__To do__
In the lung adenocarcinoma abstract below, list everything the "Methods and Materials" section says was compared between the high- and low-risk score groups.

Development and Validation of a 12-Gene Immune Relevant Prognostic Signature for Lung Adenocarcinoma Through Machine Learning Strategies

Background: Although immunotherapy with checkpoint inhibitors is changing the face of lung adenocarcinoma (LUAD) treatments, only limited patients could benefit from it. Therefore, we aimed to develop an immune-relevant-gene-based signature to predict LUAD patients' prognosis and to characterize their tumor microenvironment thus guiding therapeutic strategy. Methods and Materials: Gene expression data of LUAD patients from Gene Expression Omnibus (GEO) and The Cancer Genome Atlas (TCGA) were systematically analyzed. We performed Cox regression and random survival forest algorithm to identify immune-relevant genes with potential prognostic value. A risk score formula was then established by integrating these selected genes and patients were classified into high- and low-risk score group. Differentially expressed genes, infiltration level of immune cells, and several immune-associated molecules were further compared across the two groups. Results: Nine hundred and fifty-four LUAD patients were enrolled in this study. After implementing the 2-steps machine learning screening methods, 12 immune-relevant genes were finally selected into the risk-score formula and the patients in high-risk group had significantly worse overall survival (HR = 10.6, 95%CI = 3.21–34.95, P < 0.001). We also found the distinct immune infiltration patterns in the two groups that several immune cells like cytotoxic cells and immune checkpoint molecules were significantly enriched and upregulated in patients from the high-risk group. These findings were further validated in two independent LUAD cohorts. Conclusion: Our risk score formula could serve as a powerful and accurate tool for predicting survival of LUAD patients and may facilitate clinicians to choose the optimal therapeutic regimen more precisely.

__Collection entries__
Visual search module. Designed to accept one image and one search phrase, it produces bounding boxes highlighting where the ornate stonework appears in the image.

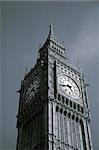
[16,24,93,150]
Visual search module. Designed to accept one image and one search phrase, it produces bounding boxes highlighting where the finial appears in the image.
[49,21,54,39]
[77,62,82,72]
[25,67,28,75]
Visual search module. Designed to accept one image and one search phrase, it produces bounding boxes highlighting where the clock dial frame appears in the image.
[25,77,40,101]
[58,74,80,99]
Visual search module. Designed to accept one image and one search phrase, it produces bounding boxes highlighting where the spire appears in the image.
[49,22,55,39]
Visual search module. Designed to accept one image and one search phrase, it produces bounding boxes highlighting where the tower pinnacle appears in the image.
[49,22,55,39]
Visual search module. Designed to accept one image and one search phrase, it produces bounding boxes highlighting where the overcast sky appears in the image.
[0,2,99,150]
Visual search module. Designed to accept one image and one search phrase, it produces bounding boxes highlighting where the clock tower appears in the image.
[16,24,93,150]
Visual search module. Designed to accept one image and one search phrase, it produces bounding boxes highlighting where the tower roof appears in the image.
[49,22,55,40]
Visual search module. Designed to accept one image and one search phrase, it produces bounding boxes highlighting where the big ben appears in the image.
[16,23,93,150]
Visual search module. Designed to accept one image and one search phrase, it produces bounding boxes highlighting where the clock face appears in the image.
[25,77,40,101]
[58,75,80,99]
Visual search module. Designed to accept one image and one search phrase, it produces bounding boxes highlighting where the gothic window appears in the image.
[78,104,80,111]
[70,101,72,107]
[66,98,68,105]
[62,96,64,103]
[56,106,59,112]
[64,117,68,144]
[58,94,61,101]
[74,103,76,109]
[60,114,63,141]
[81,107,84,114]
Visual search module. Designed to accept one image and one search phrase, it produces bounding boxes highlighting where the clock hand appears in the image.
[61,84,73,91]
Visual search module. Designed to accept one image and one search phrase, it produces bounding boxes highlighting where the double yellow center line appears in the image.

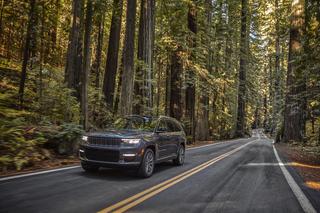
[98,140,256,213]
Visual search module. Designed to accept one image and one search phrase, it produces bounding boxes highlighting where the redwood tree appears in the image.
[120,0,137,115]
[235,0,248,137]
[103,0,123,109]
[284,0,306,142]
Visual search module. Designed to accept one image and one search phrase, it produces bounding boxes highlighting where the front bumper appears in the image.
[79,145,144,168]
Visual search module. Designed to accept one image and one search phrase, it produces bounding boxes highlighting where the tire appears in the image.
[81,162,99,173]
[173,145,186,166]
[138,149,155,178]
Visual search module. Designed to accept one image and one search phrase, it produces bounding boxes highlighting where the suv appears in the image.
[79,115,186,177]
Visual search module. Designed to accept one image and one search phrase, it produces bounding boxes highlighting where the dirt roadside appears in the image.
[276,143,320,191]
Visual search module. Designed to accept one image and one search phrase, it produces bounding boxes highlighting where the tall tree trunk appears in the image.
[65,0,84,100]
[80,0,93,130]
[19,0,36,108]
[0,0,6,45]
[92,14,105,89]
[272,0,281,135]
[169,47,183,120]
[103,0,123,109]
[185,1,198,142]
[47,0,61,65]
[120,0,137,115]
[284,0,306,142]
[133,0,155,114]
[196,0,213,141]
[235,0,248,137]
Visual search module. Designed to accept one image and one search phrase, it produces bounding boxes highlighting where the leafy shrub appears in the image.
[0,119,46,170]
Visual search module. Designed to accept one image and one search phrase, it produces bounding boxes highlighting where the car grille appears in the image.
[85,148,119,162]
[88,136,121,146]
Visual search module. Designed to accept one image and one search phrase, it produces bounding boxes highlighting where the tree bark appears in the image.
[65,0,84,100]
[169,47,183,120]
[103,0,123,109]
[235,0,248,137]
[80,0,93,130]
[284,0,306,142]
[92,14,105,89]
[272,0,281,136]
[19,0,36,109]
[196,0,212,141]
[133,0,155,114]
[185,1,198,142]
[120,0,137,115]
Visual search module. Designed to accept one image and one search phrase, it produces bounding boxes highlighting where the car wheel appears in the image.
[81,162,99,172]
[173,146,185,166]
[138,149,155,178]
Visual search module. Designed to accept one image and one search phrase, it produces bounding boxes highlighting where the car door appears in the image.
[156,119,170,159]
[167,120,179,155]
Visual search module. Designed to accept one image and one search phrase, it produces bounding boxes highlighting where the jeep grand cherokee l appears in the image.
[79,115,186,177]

__Response__
- Differentially expressed genes
- Infiltration level of immune cells
- Several immune-associated molecules